__The request__. Beginning at the line that contains "Put a dot on the open", reproduce every line to the end of the material without changing any of them.

── Stored data ──

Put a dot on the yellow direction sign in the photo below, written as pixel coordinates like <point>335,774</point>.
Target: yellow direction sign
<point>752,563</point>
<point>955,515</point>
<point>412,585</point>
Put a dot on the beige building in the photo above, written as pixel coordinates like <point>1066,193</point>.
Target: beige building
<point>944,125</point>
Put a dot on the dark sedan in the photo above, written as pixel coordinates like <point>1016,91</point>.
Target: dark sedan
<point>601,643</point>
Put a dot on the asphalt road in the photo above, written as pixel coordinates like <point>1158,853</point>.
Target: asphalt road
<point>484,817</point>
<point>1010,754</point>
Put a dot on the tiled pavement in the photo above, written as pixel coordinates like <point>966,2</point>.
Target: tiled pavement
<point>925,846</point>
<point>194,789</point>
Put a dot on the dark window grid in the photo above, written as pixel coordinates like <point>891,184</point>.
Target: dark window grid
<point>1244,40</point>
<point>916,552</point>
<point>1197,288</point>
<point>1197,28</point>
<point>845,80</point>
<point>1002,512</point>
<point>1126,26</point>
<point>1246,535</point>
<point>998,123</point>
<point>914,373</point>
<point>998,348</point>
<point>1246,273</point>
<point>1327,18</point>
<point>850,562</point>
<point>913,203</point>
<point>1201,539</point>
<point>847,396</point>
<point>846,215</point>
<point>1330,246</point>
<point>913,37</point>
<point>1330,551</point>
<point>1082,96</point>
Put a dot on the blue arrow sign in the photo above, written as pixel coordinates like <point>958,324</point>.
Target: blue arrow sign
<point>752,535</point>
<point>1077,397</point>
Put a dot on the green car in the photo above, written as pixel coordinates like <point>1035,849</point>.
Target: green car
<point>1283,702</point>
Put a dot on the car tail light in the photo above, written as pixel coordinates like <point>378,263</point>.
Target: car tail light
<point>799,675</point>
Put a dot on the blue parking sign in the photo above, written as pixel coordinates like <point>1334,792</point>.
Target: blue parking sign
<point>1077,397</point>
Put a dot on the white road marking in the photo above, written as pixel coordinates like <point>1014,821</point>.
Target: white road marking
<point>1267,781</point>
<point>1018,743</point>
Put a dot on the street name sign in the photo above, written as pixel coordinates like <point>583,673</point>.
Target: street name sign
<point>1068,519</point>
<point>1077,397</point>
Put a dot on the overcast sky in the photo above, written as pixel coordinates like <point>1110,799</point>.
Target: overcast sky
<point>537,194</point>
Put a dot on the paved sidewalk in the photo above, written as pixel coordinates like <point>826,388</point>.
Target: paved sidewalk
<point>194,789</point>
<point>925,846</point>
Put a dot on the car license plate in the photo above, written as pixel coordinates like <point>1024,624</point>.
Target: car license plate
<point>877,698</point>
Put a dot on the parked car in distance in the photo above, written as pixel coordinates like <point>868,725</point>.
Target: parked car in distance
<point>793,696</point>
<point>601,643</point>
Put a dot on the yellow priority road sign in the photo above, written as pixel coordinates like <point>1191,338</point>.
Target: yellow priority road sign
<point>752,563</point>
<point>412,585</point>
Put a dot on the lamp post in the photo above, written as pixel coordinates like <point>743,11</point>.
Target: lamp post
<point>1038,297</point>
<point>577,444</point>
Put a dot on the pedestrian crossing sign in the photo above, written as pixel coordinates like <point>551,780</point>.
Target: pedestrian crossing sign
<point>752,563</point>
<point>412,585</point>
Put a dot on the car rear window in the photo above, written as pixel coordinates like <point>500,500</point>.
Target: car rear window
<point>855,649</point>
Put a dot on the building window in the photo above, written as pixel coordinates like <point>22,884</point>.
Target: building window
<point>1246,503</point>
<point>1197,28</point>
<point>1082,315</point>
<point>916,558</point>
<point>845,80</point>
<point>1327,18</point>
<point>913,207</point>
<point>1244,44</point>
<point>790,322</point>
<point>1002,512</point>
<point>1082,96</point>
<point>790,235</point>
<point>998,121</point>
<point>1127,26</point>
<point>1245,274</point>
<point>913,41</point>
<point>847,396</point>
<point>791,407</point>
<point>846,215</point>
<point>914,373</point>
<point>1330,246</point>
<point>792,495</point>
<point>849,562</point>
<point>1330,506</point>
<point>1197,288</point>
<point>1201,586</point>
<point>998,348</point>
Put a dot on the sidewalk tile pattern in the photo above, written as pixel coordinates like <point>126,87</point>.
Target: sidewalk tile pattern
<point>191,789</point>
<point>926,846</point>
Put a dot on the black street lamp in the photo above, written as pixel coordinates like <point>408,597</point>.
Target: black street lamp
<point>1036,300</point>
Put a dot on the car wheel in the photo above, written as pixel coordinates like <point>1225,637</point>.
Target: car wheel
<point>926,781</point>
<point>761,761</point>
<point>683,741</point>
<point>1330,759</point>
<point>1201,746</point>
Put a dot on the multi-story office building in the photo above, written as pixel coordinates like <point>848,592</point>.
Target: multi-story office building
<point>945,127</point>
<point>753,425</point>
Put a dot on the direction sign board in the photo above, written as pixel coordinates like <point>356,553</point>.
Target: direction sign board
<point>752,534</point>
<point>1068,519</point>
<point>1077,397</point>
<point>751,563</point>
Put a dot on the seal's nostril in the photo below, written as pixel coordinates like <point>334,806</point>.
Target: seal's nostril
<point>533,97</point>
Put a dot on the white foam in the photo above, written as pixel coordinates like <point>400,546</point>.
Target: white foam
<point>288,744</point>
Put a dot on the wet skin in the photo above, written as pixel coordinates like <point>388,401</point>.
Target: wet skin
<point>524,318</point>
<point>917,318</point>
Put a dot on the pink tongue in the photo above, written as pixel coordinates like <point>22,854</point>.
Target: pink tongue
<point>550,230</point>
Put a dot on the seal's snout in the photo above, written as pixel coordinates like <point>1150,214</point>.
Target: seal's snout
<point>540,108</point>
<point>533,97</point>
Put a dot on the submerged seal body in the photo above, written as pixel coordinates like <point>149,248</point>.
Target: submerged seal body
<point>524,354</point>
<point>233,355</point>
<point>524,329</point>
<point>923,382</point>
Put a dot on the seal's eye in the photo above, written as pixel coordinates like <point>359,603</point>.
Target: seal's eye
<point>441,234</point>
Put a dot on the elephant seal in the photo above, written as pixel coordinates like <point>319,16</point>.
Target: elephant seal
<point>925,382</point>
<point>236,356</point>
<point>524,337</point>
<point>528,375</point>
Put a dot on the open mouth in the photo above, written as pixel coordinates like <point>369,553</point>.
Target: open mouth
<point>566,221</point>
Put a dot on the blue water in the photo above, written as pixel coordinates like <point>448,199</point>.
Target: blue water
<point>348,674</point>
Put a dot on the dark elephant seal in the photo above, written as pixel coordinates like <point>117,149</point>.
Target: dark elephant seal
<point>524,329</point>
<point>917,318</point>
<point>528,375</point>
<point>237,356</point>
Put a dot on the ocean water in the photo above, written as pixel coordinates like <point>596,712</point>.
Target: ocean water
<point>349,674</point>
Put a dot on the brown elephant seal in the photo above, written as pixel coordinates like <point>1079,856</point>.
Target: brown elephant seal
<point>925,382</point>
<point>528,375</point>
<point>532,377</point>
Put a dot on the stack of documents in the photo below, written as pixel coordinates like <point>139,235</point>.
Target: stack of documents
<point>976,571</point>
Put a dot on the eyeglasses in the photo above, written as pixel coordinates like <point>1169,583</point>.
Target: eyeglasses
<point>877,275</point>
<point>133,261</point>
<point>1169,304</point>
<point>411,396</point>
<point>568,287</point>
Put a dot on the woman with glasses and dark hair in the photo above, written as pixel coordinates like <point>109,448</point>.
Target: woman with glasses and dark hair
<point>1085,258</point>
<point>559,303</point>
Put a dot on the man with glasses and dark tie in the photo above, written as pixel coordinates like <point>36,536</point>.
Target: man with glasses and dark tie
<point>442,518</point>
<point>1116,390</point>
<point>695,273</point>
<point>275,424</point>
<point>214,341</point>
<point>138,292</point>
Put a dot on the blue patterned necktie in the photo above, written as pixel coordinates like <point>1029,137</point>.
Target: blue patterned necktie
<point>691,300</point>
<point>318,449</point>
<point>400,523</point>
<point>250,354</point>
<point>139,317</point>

───

__Solution to this problem__.
Put a dot on the open mouth in the photo above, written as pixel coordinates like <point>369,553</point>.
Target: open mouth
<point>566,221</point>
Put a dot on the blue water in the photo above, written as pixel coordinates like <point>448,199</point>.
Target: blue water
<point>348,674</point>
Put a dot on the dark elephant seal in the photo above, written as pixel coordinates like <point>117,149</point>.
Target: dark elephant seal
<point>524,329</point>
<point>917,318</point>
<point>528,375</point>
<point>237,356</point>
Put a dot on the ocean water in the photo above, written as pixel coordinates like <point>596,712</point>.
Target: ocean water
<point>349,674</point>
Put a dot on the brown elephant seal in the photo above, written as pixel coordinates like <point>1079,856</point>.
Target: brown elephant seal
<point>925,382</point>
<point>528,375</point>
<point>532,377</point>
Put a dot on the stack of documents in the photo below, written as pixel coordinates like <point>139,235</point>.
Target: stack of documents
<point>976,571</point>
Put a dot on the eyeglasses in the photo above, written as pixel coordinates like <point>1169,583</point>.
Target: eyeglasses
<point>877,275</point>
<point>133,261</point>
<point>1169,304</point>
<point>411,396</point>
<point>568,287</point>
Put a dot on the woman with glasses and dark hair in the photo above, written as pixel coordinates like <point>109,448</point>.
Target: woman with glasses and dark hair
<point>1085,258</point>
<point>559,303</point>
Put a dot on the man with glasses and dark tie in the photo above, written as pixel coordinates like <point>36,536</point>.
Target: man with glasses and dark tie
<point>442,518</point>
<point>1116,390</point>
<point>695,273</point>
<point>275,424</point>
<point>214,341</point>
<point>138,292</point>
Put a dot on the blue patterned necktie in the photo above, written as pixel coordinates like <point>1029,137</point>.
Target: blue patterned necktie
<point>691,300</point>
<point>318,449</point>
<point>400,523</point>
<point>250,354</point>
<point>139,317</point>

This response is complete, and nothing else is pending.